- _Task instructions_: Rescale the items from the line that contains "search for smokestack" through the line that contains "left=202, top=87, right=207, bottom=133" by rewriting every line in full. Multiply only the answer's bounding-box coordinates by 0.6 and round them to whole numbers with halves going up, leaving the sample format boxes unchanged.

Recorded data

[start]

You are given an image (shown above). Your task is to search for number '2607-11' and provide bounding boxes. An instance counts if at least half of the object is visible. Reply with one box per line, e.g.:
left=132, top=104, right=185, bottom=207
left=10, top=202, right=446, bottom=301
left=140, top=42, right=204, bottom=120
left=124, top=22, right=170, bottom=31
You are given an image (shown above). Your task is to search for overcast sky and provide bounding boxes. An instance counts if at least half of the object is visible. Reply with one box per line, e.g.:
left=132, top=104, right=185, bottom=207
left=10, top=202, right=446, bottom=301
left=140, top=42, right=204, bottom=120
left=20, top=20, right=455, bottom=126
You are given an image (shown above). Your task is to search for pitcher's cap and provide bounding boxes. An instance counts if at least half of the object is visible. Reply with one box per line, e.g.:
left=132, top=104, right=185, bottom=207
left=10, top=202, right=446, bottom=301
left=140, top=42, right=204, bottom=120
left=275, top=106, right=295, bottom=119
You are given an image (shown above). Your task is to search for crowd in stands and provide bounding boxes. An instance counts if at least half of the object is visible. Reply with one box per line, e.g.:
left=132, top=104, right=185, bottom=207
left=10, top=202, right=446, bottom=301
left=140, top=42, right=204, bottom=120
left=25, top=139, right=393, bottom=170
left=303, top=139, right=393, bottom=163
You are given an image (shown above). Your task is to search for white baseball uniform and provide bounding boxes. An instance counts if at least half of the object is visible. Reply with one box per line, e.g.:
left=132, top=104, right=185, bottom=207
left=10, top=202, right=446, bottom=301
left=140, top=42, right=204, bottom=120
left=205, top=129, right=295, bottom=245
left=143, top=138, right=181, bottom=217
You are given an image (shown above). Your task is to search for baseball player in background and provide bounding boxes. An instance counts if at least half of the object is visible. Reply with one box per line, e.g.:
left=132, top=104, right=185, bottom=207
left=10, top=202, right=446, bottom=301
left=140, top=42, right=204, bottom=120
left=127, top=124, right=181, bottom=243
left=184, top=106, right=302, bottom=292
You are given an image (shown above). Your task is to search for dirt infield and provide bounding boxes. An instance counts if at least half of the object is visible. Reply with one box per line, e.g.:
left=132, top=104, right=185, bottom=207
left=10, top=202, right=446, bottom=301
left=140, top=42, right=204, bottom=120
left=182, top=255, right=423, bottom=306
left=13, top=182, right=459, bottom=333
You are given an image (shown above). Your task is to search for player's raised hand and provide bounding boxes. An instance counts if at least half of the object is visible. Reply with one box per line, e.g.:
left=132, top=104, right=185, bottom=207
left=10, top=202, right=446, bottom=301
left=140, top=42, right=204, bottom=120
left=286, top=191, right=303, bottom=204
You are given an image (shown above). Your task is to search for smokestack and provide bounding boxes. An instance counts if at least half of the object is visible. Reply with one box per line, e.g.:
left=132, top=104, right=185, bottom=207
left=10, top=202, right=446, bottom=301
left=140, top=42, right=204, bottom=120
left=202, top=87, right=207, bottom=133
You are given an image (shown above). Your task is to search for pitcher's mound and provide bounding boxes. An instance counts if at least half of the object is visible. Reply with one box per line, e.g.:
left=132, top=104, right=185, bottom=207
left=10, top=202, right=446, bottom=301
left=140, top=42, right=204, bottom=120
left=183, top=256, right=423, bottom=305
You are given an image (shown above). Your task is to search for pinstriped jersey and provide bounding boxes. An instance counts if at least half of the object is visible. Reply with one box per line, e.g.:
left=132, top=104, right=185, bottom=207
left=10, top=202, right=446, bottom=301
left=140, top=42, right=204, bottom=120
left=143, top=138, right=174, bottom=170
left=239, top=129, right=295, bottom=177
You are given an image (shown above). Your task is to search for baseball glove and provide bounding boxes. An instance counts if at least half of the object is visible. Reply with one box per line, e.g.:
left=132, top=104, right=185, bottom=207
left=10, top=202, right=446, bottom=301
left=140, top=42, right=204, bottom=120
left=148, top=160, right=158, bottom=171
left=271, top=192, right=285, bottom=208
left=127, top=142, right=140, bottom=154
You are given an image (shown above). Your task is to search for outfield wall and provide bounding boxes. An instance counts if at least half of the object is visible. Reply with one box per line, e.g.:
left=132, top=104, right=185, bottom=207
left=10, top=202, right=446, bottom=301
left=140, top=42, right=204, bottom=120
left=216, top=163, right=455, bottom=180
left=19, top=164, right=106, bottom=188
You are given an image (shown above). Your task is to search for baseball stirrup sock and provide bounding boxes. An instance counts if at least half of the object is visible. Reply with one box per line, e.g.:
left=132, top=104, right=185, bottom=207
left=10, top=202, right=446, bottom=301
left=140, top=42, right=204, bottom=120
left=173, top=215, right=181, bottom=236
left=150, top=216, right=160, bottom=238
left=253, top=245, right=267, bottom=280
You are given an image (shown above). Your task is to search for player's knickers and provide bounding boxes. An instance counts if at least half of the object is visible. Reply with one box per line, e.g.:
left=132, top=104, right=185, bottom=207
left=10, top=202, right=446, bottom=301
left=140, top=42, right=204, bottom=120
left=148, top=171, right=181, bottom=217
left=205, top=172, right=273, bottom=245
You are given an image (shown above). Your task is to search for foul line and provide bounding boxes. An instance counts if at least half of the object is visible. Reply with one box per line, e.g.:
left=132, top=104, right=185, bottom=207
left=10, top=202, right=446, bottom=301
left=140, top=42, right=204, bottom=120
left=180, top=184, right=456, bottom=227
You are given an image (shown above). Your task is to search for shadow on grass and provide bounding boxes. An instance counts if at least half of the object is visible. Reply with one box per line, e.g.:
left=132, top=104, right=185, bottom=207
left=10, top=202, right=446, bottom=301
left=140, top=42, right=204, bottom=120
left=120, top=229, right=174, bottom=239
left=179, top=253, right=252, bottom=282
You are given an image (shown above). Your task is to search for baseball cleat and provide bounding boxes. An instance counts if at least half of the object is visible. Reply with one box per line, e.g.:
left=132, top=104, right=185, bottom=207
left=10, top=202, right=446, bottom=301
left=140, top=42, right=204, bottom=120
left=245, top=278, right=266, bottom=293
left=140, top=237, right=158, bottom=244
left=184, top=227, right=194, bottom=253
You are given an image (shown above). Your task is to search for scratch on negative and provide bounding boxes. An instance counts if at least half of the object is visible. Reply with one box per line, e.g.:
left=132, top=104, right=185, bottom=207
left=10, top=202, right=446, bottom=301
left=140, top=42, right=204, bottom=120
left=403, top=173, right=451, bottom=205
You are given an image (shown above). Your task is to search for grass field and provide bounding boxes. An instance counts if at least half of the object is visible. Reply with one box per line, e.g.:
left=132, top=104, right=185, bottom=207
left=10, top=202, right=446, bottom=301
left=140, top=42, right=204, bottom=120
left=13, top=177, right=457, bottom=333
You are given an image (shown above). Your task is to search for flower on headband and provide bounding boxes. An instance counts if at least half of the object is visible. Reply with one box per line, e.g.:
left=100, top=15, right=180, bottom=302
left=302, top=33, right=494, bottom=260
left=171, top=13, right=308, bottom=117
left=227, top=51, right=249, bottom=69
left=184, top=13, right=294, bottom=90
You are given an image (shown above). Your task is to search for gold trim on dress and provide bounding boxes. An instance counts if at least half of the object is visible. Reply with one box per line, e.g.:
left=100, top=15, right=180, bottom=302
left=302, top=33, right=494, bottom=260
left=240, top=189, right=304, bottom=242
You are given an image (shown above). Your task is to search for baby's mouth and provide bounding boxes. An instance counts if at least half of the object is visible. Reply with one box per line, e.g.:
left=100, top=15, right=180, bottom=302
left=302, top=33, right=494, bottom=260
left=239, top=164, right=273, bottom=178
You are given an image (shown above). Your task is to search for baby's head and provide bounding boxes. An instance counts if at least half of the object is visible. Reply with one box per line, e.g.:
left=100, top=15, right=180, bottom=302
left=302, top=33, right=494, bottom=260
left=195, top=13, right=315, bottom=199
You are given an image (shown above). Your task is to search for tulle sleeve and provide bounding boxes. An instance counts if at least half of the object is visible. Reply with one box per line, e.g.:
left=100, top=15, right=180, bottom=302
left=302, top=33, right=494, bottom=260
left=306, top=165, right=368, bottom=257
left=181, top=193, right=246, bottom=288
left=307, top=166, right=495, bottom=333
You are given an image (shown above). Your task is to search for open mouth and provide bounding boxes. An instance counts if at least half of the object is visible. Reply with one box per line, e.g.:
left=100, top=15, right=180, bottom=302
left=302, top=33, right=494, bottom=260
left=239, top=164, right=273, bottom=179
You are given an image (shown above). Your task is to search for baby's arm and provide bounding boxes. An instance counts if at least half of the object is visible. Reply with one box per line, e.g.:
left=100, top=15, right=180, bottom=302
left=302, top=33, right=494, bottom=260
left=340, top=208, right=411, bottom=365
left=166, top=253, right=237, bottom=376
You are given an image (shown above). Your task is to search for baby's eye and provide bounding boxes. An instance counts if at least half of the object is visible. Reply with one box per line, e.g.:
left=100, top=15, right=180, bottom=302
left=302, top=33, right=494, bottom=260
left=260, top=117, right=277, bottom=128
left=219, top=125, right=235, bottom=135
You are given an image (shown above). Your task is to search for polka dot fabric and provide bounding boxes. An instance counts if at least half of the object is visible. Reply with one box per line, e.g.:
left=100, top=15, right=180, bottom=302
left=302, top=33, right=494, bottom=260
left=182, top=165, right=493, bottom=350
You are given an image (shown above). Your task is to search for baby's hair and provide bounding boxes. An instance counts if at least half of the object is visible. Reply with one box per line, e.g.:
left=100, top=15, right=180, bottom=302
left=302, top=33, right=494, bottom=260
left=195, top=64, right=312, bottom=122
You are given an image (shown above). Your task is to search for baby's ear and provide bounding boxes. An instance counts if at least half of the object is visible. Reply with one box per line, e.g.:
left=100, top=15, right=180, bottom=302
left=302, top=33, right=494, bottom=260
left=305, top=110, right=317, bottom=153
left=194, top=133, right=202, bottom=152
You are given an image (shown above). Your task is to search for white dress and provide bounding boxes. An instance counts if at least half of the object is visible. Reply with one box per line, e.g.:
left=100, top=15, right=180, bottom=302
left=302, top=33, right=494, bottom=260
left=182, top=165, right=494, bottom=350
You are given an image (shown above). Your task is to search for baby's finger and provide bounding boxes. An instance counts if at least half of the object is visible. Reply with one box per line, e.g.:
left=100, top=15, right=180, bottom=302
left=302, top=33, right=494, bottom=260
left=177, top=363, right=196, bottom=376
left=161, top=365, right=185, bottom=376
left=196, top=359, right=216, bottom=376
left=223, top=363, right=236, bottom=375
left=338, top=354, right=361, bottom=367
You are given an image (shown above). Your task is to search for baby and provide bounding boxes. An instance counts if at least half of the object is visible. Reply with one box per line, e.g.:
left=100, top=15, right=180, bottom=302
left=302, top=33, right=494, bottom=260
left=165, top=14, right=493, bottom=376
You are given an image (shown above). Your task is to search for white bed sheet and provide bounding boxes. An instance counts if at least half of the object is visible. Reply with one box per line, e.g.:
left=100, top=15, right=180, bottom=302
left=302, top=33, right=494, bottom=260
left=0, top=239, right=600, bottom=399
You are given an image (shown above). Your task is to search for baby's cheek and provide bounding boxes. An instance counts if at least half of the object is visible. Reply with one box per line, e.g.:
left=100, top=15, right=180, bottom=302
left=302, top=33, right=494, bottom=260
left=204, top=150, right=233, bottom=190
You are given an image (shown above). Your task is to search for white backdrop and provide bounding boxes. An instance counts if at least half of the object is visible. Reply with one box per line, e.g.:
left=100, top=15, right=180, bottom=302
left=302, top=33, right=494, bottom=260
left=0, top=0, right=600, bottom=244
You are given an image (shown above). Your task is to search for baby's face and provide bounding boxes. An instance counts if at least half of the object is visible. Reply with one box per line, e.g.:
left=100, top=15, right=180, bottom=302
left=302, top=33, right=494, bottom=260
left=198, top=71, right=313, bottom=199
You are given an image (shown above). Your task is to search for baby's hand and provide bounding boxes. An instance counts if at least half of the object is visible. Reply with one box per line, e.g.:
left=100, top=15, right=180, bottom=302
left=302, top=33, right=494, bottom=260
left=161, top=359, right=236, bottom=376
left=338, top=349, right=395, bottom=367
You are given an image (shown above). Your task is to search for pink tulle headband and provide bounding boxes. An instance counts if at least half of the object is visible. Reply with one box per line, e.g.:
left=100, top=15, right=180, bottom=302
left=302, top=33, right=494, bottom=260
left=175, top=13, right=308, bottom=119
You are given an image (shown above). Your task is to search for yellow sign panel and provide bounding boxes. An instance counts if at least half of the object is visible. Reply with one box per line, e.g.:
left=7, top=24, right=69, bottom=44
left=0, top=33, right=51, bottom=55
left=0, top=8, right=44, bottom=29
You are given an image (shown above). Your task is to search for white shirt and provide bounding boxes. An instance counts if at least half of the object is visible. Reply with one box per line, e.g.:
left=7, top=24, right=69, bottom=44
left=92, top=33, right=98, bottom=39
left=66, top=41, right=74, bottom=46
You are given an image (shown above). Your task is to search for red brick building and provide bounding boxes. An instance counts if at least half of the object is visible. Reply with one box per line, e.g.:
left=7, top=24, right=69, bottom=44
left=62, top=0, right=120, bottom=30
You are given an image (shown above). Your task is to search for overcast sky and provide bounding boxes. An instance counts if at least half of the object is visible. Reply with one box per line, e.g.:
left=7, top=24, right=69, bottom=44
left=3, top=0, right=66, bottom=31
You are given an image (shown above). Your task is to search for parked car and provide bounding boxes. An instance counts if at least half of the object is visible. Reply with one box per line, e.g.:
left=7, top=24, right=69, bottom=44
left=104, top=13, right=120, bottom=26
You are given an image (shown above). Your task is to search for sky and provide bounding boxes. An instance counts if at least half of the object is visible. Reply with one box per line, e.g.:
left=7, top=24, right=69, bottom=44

[end]

- _The completed task_:
You are given an image (shown above). Your task is to search for smokestack and provide bounding boxes. An instance counts if at least half of the object is visible. Reply with one box per line, e.g.:
left=132, top=104, right=185, bottom=207
left=10, top=202, right=446, bottom=301
left=140, top=42, right=204, bottom=120
left=121, top=52, right=124, bottom=80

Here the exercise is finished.